---------- Page

The paperwork is a pain but it's like this everywhere, almost the same process for UScA Sieger Shows. If you are not really into "showing", don't be discouraged, tons of people show their puppies for the first time (or only time) at the Sieger Show. Your breeder can help you or there are many handlers available. Usually if I pay a handler and they don't advertise a fee I pay the registration fee plus a little tip. Last time I used a handler from another team my registration fee was $40 so I gave the handler $50 because I was satisfied with how the dog was shown.


----------



## VaBeachFamily (Apr 12, 2005)

Nice. I don't know that I would be anywhere near ready this year, but would like to try with Cullen later down the line... just because. We will be showing him AKC standard, and then working on Schutzhund also...


----------



## Mr.GSD (May 14, 2010)

*Codmaster: get in touch*



codmaster said:


> Hi Fred, You won't remember of course but my wife and I bought a pup from you a LONG time ago when you were in Toledo and had just gotten into whippets also. Female named Susy if i remember. Your name brought back a flood of memories about her. We are now back into GSD's with a dog from Covy Tucker Hills and are now in CA.
> Welcome!


 I certainly remember Susy... big female, loved to team up with my whippet to flush (and have him chase) rabbits. Send me a note at Mr.GSD @netscape.com Fred


----------



## Remo (Sep 8, 2004)

VGSR will have a booth at this event. 

We hope to see folks from the board this weekend. Please come on by and say HELLO!

Good luck to all of the competitors!


----------



## jakeandrenee (Apr 30, 2010)

Don't mean to hijack but can a dog participate w/limited registration?


----------



## Lynn_P (Mar 17, 2004)

I'll be there on Saturday.. stop by the K-9 Kraving van.. I'd love to see some of you. Lea, I'll definitely stop by the rescue booth and say Hello!!!

--------------------

* To-do list:
1. Summarize the Sieger Show thread in two sentences.
2. Using the Sieger Show thread, answer each question briefly:
(a) How much did the poster give the handler when the registration fee was $40?
(b) In what city was Fred living when codmaster and his wife bought a pup from him?
(c) Which group says it will have a booth at the event?
3. Pick up the Sieger Show thread from its last post and write the next one.

---------- Recorded data

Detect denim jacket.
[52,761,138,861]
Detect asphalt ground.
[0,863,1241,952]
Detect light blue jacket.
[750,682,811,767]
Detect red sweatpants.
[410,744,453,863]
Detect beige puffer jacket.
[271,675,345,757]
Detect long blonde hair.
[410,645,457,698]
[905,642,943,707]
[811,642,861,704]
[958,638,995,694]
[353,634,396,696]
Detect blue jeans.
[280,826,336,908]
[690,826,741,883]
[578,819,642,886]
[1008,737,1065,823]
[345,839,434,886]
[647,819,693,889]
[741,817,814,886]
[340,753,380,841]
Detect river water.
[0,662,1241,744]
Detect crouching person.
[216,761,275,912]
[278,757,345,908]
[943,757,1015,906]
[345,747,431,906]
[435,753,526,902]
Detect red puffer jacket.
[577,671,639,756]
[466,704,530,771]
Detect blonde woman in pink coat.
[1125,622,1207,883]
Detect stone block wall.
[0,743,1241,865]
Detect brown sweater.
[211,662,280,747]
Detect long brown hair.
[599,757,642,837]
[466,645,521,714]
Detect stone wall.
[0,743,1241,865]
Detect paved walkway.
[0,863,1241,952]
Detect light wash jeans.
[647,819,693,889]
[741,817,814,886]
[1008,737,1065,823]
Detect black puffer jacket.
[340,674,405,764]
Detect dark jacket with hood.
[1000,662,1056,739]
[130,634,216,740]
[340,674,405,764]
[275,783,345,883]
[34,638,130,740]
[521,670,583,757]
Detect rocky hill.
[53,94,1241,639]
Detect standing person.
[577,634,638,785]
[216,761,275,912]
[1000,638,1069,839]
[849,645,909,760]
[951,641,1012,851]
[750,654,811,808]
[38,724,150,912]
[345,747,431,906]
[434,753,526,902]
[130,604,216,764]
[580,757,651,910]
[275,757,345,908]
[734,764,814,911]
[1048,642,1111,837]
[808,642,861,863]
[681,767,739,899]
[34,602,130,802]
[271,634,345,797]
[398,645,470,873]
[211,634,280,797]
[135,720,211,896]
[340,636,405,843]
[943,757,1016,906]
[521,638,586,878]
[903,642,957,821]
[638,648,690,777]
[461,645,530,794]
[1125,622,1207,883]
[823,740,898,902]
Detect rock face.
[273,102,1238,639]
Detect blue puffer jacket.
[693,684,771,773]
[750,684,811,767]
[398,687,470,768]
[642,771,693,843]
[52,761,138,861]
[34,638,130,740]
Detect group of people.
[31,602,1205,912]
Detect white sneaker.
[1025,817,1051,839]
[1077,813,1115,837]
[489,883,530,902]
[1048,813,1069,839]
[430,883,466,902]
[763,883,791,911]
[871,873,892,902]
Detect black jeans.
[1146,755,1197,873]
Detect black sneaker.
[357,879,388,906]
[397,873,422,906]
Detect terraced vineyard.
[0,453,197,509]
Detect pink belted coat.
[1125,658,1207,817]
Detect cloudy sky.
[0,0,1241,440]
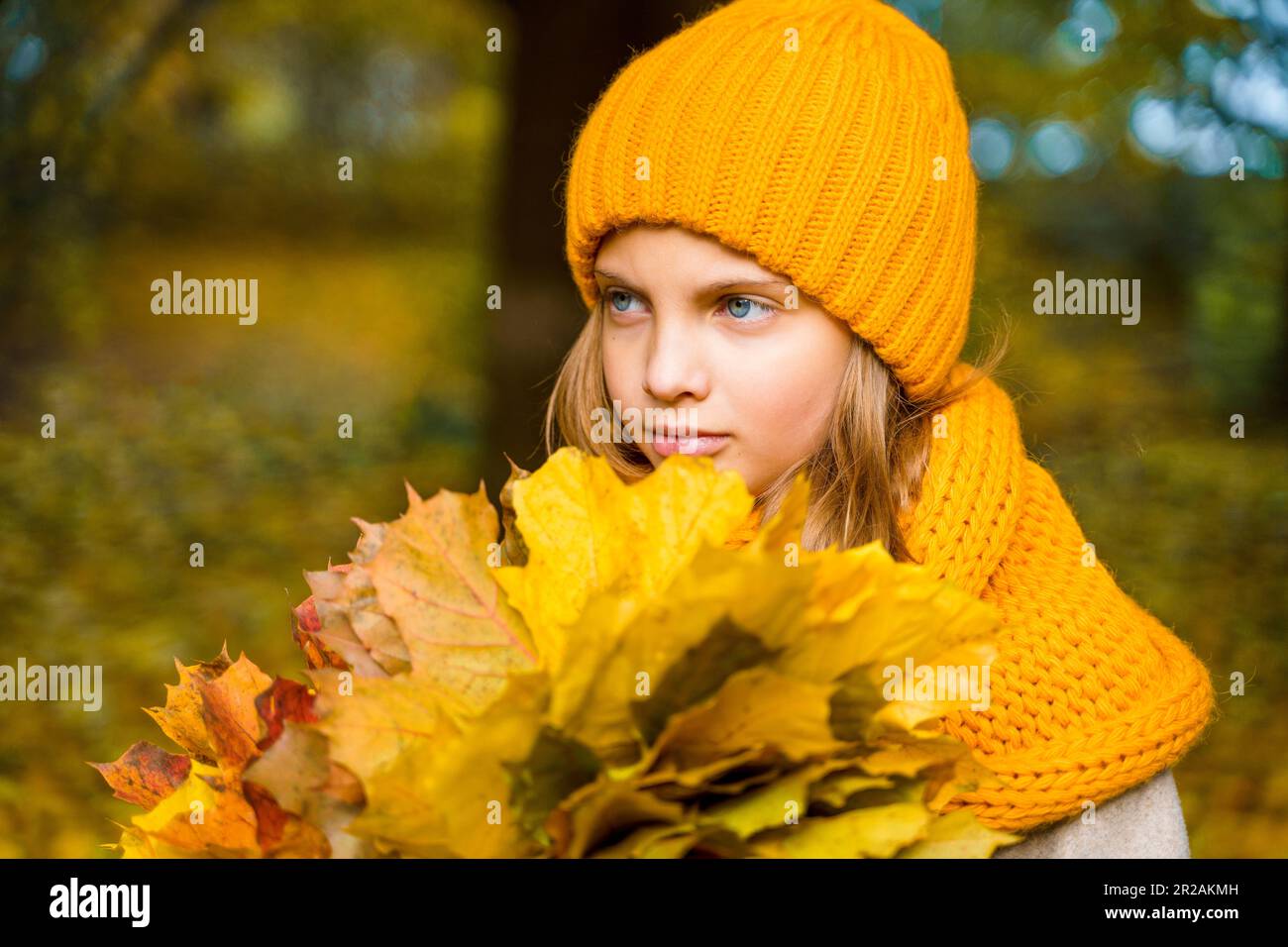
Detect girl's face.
[595,224,853,494]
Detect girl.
[545,0,1215,857]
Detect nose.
[644,307,709,402]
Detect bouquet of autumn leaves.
[93,447,1019,858]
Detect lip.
[653,432,729,458]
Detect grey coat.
[993,770,1190,858]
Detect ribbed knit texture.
[728,364,1216,830]
[566,0,978,398]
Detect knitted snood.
[728,365,1215,831]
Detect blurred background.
[0,0,1288,857]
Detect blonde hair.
[544,300,1006,562]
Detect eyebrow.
[595,269,791,299]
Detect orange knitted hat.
[566,0,978,398]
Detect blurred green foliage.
[0,0,1288,857]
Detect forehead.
[595,222,780,281]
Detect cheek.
[735,347,840,448]
[602,333,638,401]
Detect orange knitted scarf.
[728,365,1215,831]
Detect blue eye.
[608,290,635,312]
[725,296,774,322]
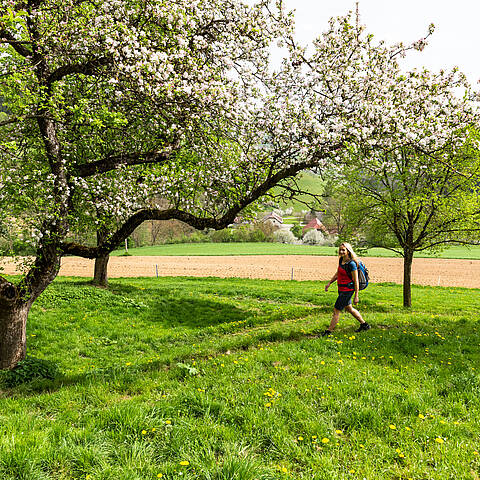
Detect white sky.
[276,0,480,86]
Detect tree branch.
[47,57,112,84]
[59,154,328,258]
[75,150,177,178]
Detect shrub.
[3,357,58,388]
[274,229,297,243]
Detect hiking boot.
[355,322,372,332]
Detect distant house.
[302,217,328,233]
[262,212,283,227]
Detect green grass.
[0,278,480,480]
[112,243,480,260]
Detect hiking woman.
[322,242,371,336]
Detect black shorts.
[334,291,354,310]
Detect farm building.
[302,217,328,233]
[262,212,283,227]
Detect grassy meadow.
[0,277,480,480]
[112,242,480,260]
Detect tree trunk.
[92,227,110,288]
[93,254,110,288]
[0,279,32,370]
[403,249,413,307]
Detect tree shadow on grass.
[143,296,252,328]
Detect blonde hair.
[338,242,359,267]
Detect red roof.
[302,217,328,233]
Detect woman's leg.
[328,307,341,332]
[345,304,365,323]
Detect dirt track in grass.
[1,255,480,288]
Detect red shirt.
[337,259,357,292]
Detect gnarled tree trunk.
[93,255,110,287]
[92,227,110,288]
[0,279,32,370]
[403,249,413,307]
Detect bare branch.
[47,57,113,84]
[75,149,177,178]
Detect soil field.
[0,255,480,288]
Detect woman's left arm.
[352,270,358,305]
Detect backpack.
[346,262,370,290]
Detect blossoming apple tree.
[0,0,468,368]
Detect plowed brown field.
[1,255,480,288]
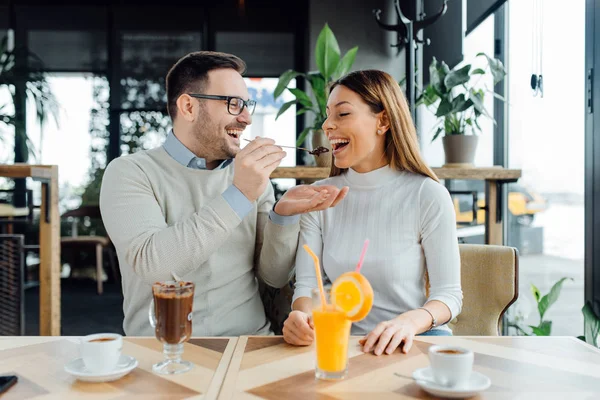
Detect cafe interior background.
[0,0,600,346]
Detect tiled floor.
[25,279,123,336]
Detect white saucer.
[413,367,492,399]
[65,354,138,382]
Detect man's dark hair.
[167,51,246,119]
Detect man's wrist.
[273,199,290,217]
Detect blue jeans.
[417,329,452,336]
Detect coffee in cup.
[429,345,474,386]
[80,333,123,373]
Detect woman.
[283,70,462,355]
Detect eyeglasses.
[188,93,256,115]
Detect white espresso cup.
[429,345,474,386]
[81,333,123,373]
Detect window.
[508,0,585,336]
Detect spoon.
[244,139,329,156]
[394,372,450,387]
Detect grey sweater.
[100,147,299,336]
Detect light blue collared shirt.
[163,131,300,225]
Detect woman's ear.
[377,110,390,135]
[177,94,195,122]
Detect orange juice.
[313,304,352,379]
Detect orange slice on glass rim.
[331,271,373,322]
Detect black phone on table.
[0,375,18,394]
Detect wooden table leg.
[485,180,505,246]
[40,166,60,336]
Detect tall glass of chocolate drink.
[148,281,194,375]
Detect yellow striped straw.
[303,244,327,309]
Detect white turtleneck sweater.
[294,166,462,335]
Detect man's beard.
[194,111,240,160]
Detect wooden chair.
[61,205,119,294]
[448,244,519,336]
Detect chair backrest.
[448,244,519,336]
[0,235,25,336]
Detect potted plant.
[417,53,506,166]
[273,24,358,167]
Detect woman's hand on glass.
[359,315,417,356]
[283,310,315,346]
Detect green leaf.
[538,278,573,320]
[529,321,552,336]
[469,89,492,118]
[531,283,542,303]
[333,46,358,79]
[308,73,327,116]
[444,65,471,90]
[451,93,473,113]
[275,100,297,121]
[435,99,452,117]
[477,53,506,85]
[431,126,444,142]
[315,24,340,81]
[296,127,312,147]
[288,88,313,108]
[273,69,304,99]
[581,303,600,347]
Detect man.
[100,52,347,336]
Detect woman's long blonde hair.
[329,69,439,182]
[329,69,439,297]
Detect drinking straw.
[356,239,369,272]
[303,244,327,309]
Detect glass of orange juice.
[312,289,352,380]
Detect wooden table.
[0,336,237,400]
[219,336,600,400]
[0,164,60,336]
[271,167,521,245]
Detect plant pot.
[310,129,333,168]
[442,135,479,167]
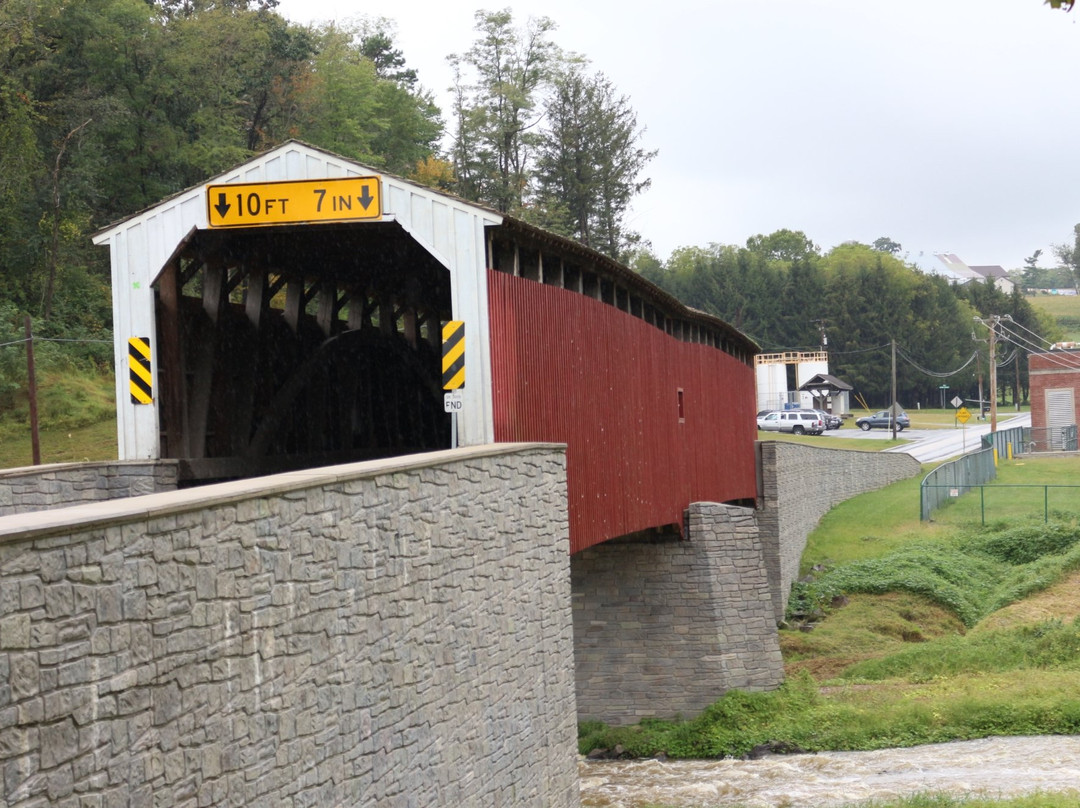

--------------------

* Answers to the exercises:
1. The thread opens with reassurance that first-time exhibitors need not be discouraged at the Sieger Show, because a breeder or a paid handler can help, and one poster pays a handler the registration fee plus a small tip. Later posts mention plans to show a dog AKC standard and work on Schutzhund, a former breeder remembering a pup named Susy, a VGSR booth and a K-9 Kraving van at the event, and a question about whether a dog with limited registration can take part.

2.
(a) $50
(b) Toledo
(c) VGSR

3.
----------



## Lynn_P (Mar 17, 2004)

Welcome to NASS 2010

That's my Jackson on the K-9 Kraving ad!!


----------



## Xeph (Jun 19, 2005)

I don't believe they can. They have to be WDA registered.

Does the location have an actual address? I'm only an hour and a half away, and my husband will be gone all day doing land nav, so this would give me something to do


----------



## Lynn_P (Mar 17, 2004)

Xeph said:


> I don't believe they can. They have to be WDA registered.
> 
> Does the location have an actual address? I'm only an hour and a half away, and my husband will be gone all day doing land nav, so this would give me something to do


 
1400 Lake Fairfax Dr.
Reston, VA 20190


----------



## VaBeachFamily (Apr 12, 2005)

Yall taking pics? Due to finances, i cannot go as planned, but would love to see/hear about it!


----------



## TaraM1285 (Sep 24, 2009)

I'll be there tomorrow morning to watch for a bit.


----------



## robinhuerta (Apr 21, 2007)

My husband is there...we have a new "baby g-daughter" so I am home, helping with her this year....
Best wishes to everyone participating!


----------



## Liesje (Mar 4, 2007)

My friends are there, their puppy got second place on Friday (and VP1 last weekend).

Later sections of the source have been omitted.